GESPEICHERTE DATEN:

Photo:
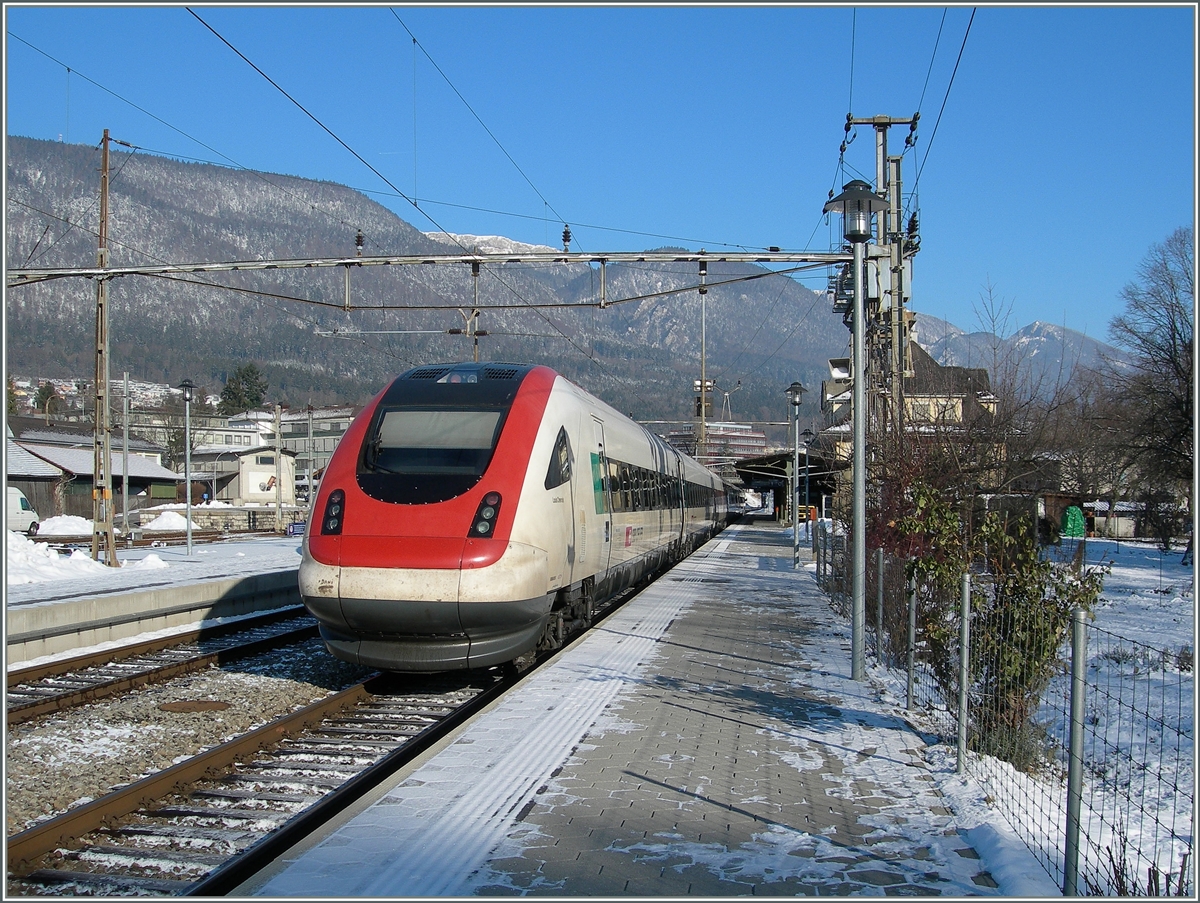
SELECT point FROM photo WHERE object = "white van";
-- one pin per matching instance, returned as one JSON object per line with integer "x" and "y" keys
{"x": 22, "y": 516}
--
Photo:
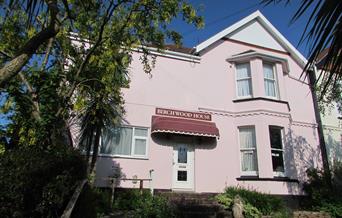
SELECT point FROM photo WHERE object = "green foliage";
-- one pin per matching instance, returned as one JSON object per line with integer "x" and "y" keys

ZU ERLEDIGEN: Suchen Sie in den obigen Daten alle Zeilen heraus, die die Zeichenfolge „WHERE“ enthalten, und geben Sie diese Zeilen wieder. Achten Sie dabei auf Groß- und Kleinschreibung.

ENDERGEBNIS:
SELECT point FROM photo WHERE object = "white van";
SELECT point FROM photo WHERE object = "green foliage";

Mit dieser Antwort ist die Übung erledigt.